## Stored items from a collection
________________________________________
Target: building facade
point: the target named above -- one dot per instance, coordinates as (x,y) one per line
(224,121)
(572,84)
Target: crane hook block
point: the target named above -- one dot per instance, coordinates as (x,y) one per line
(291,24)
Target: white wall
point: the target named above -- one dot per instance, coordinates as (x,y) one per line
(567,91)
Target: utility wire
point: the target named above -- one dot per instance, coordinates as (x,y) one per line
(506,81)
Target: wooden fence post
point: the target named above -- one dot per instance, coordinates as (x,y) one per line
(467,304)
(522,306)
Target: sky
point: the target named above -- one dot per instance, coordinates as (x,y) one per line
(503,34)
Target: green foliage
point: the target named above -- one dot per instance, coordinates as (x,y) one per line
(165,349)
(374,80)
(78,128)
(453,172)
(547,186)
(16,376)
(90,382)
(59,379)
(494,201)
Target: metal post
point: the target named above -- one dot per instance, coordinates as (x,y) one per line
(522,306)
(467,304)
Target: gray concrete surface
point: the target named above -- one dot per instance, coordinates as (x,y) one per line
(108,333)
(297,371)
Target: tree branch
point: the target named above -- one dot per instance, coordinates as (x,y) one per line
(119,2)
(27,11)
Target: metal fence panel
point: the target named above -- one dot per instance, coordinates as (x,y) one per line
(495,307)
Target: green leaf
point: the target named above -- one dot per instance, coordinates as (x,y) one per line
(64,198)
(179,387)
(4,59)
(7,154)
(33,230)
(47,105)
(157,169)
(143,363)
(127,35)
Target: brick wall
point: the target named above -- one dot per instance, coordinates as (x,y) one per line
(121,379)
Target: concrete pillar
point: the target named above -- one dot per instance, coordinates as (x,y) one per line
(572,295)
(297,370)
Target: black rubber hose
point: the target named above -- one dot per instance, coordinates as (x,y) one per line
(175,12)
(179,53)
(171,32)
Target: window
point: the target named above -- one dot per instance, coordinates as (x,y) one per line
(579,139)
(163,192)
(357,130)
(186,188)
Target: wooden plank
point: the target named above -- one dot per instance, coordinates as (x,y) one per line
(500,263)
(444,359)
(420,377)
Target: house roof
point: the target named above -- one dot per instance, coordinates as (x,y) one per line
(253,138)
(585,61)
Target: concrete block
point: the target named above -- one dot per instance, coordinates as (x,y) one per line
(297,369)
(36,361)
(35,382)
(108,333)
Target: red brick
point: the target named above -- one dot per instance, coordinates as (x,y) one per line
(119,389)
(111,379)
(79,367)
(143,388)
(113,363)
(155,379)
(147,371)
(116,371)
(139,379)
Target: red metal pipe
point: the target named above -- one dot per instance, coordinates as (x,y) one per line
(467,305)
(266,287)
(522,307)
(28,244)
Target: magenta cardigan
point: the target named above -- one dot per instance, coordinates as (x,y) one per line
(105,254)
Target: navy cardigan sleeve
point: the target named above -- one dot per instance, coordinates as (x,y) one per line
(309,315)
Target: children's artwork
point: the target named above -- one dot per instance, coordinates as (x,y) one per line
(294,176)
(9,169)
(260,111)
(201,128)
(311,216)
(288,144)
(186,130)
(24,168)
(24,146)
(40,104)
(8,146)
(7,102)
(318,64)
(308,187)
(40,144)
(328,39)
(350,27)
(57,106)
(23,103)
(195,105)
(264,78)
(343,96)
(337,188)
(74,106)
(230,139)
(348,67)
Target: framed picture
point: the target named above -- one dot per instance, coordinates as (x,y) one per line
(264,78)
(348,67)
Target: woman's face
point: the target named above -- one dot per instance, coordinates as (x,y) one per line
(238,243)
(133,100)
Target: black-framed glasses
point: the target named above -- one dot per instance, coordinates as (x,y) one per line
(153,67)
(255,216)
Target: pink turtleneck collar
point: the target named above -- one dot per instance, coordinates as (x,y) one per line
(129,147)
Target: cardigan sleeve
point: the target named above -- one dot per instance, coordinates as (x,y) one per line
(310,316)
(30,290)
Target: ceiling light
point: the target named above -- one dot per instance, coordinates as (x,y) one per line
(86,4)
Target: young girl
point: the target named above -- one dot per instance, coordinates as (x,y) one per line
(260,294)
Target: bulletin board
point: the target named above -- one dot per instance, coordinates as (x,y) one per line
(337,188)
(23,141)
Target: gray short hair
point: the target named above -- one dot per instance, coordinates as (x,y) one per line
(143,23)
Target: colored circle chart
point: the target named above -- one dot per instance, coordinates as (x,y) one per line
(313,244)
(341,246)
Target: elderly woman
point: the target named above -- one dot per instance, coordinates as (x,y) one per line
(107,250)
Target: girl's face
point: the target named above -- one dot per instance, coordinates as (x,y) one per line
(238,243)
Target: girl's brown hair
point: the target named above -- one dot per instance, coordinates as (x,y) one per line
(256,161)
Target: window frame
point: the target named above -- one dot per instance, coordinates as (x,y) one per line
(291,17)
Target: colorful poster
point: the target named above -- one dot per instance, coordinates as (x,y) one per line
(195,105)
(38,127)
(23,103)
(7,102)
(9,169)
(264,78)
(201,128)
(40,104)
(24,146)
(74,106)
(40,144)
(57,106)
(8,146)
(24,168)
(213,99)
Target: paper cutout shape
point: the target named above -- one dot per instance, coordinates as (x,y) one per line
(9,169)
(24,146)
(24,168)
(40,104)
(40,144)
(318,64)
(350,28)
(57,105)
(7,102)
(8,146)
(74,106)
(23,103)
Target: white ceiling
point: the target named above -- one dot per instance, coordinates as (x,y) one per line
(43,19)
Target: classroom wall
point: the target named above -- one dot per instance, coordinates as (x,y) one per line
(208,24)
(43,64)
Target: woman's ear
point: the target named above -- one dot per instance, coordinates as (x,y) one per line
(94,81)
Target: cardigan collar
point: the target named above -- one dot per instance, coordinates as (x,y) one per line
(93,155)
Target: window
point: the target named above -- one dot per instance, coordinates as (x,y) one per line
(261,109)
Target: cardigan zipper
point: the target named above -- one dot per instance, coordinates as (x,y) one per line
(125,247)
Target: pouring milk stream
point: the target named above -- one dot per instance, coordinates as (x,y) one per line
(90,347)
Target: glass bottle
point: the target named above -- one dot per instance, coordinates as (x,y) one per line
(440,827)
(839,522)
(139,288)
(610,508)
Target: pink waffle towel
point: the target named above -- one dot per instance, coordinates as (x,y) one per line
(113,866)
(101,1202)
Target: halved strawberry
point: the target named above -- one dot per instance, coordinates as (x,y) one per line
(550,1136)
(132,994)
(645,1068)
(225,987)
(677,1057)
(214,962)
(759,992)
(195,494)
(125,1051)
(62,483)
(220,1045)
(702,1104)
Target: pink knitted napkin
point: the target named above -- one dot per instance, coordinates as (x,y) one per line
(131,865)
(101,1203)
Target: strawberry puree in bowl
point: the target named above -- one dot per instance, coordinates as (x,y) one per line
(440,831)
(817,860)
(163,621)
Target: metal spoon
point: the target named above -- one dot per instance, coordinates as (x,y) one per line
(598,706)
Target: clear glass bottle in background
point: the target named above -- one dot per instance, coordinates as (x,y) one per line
________________________________________
## REQUIREMENTS
Exactly reproduce all of the entries above.

## COMPLETE OUTPUT
Target: building facade
point: the target named above -- one dot per instance, coordinates as (x,y) one per line
(224,121)
(572,84)
Target: crane hook block
point: the target named above -- one dot per instance, coordinates as (x,y) one per line
(291,24)
Target: white wall
point: the target named above -- one dot per instance, coordinates as (x,y) one per line
(567,91)
Target: utility wire
point: the target named above -- one dot per instance, coordinates as (x,y) one per line
(506,81)
Target: wooden fence post
point: the target named above -- one dot per instance, coordinates as (x,y) one per line
(467,304)
(522,306)
Target: sky
point: the target named above -- one dot per instance, coordinates as (x,y) one per line
(503,34)
Target: green foliage
point: the target named above -- one dot per instance, coordinates as (x,y) one per line
(165,349)
(374,80)
(78,128)
(453,172)
(547,186)
(16,376)
(90,382)
(59,379)
(494,201)
Target: metal post
point: the target named above -- one dot per instance, coordinates as (x,y) one per line
(522,306)
(467,304)
Target: gray concrete surface
point: the target named above -- one dot per instance, coordinates as (x,y) one per line
(108,333)
(297,371)
Target: tree branch
point: the target named above -- one dot per instance, coordinates as (x,y) one per line
(119,2)
(27,11)
Target: metal fence panel
point: the target named above -- one dot per instance, coordinates as (x,y) one per line
(495,307)
Target: green leaf
point: the target named above -- one dot per instance, coordinates as (x,y) one per line
(64,198)
(179,387)
(4,59)
(7,154)
(33,230)
(47,105)
(157,169)
(143,363)
(127,35)
Target: brick wall
point: the target named above -- one dot per instance, coordinates as (x,y) one per line
(121,379)
Target: concrete pillar
point: the target named above -- one dot per instance, coordinates as (x,y) one per line
(572,295)
(297,370)
Target: black rubber hose
point: the target named above -- one dot per instance, coordinates as (x,y) one per line
(175,12)
(179,53)
(171,32)
Target: window
point: the target named above -- one dot per instance, coordinates as (x,y) one per line
(579,139)
(163,192)
(357,130)
(186,188)
Target: wooden plank
point: the target named above -- one dot per instance, coordinates as (x,y) one per line
(500,263)
(444,359)
(420,377)
Target: house roof
point: the target named above -- one dot per instance, coordinates as (x,y) one per line
(253,138)
(585,61)
Target: concrete block
point: the target named above -- one dot per instance, coordinates as (x,y) one per line
(297,369)
(36,361)
(35,382)
(108,333)
Target: red brick
point: the target named above -- one dot per instance, coordinates as (x,y) one per line
(119,389)
(111,379)
(79,367)
(143,388)
(113,363)
(155,379)
(147,371)
(116,371)
(139,379)
Target: red metal pipe
point: the target named above -- one dot per instance, coordinates as (x,y) one per line
(467,305)
(266,287)
(522,307)
(28,244)
Target: magenta cardigan
point: the target named above -- one dot per instance, coordinates as (x,y) one per line
(105,254)
Target: navy cardigan sleeve
point: the target named above -- one dot per instance, coordinates as (x,y) one per line
(309,315)
Target: children's artwork
point: the target named above -- one dot per instance, coordinates as (x,y) one per line
(294,176)
(9,169)
(260,111)
(201,128)
(311,216)
(288,144)
(186,130)
(24,168)
(24,146)
(40,104)
(8,146)
(7,102)
(318,64)
(308,187)
(40,144)
(328,39)
(350,27)
(57,106)
(23,103)
(195,105)
(264,78)
(343,96)
(337,188)
(74,106)
(230,139)
(348,67)
Target: framed picture
point: the target named above -- one dot per instance, coordinates as (x,y) one per line
(264,78)
(348,67)
Target: woman's face
point: the target named above -- one dot per instance, coordinates as (x,y) one per line
(238,243)
(133,100)
Target: black-framed glasses
point: the target named above -- one dot per instance, coordinates as (x,y) one per line
(153,67)
(255,216)
Target: pink turtleneck collar
point: the target named above -- one dot per instance, coordinates as (x,y) one per line
(129,147)
Target: cardigan sleeve
point: the target named above -- one dot per instance, coordinates as (x,y) one per line
(310,316)
(30,290)
Target: ceiling light
point: the target named above -- one dot per instance, coordinates as (x,y) one per line
(86,4)
Target: young girl
point: the target named above -- one dot per instance, coordinates as (x,y) one per line
(260,294)
Target: bulletin board
point: the target named above -- one dot per instance, coordinates as (x,y) one per line
(337,188)
(23,141)
Target: gray short hair
point: the target named above -- one dot per instance, coordinates as (x,y) one per line
(143,23)
Target: colored circle chart
point: the target named above -- one dot per instance, coordinates as (x,y) one per line
(313,244)
(341,246)
Target: elderly woman
point: the target named above -- one dot per instance, coordinates as (x,y) one per line
(107,250)
Target: girl's face
point: the target named above -- one dot per instance, coordinates as (x,y) one per line
(238,243)
Target: girl's brown hair
point: the target named above -- one dot per instance, coordinates as (x,y) one per line
(256,161)
Target: window frame
point: the target named above -- one dot per instance, coordinates as (x,y) one per line
(291,17)
Target: colorful poster
point: the target named above -- one dot per instance, coordinates as (x,y) one per line
(195,105)
(38,127)
(23,103)
(7,102)
(9,169)
(264,78)
(201,128)
(40,104)
(24,146)
(74,106)
(40,144)
(57,106)
(8,146)
(24,168)
(213,99)
Target: paper cutout shape
point: the target named above -- one dot per instance, coordinates as (x,y) one per line
(9,169)
(24,146)
(24,168)
(40,104)
(40,144)
(318,64)
(350,28)
(57,105)
(7,102)
(8,146)
(74,106)
(23,103)
Target: white ceiling
point: the target named above -- one dot per instance, coordinates as (x,y) one per line
(43,19)
Target: classroom wall
point: the target named above -- one dot per instance, coordinates as (x,y) one per line
(208,24)
(43,64)
Target: woman's ear
point: the target named above -- one dot per instance, coordinates as (x,y) one per line
(94,81)
Target: cardigan collar
point: the target named above -- one dot per instance, coordinates as (x,y) one per line
(93,155)
Target: window
point: the target named above -- one dot per instance, coordinates as (x,y) one per line
(261,109)
Target: cardigan zipper
point: the target named above -- one dot per instance, coordinates as (x,y) one per line
(125,247)
Target: pouring milk stream
point: the target named above -- one dot per instance, coordinates as (x,y) one per line
(90,347)
Target: glass bottle
point: the target named above -- one dot per instance, coordinates as (x,y) one per line
(440,827)
(839,522)
(139,288)
(610,508)
Target: pink waffle towel
point: the target named above -- one dot per instance, coordinates as (x,y) one per line
(113,866)
(101,1202)
Target: halved strawberry
point: the target named above -- one dot per instance, coordinates as (x,y) one per line
(550,1136)
(132,994)
(645,1068)
(225,987)
(677,1057)
(214,962)
(759,992)
(195,494)
(125,1051)
(62,483)
(220,1045)
(702,1104)
Target: pink knitted napkin
point: the target named above -- one dot per instance, coordinates as (x,y) one per line
(131,865)
(101,1203)
Target: strawberry puree in bowl
point: the target named above -- one dot per instance, coordinates as (x,y) one per line
(440,831)
(817,860)
(163,621)
Target: metal spoon
point: the target named above -- one dot per instance, coordinates as (x,y) one per line
(598,706)
Target: clear glass bottle in background
point: the target named above -- one dot per instance, coordinates as (x,y) one per line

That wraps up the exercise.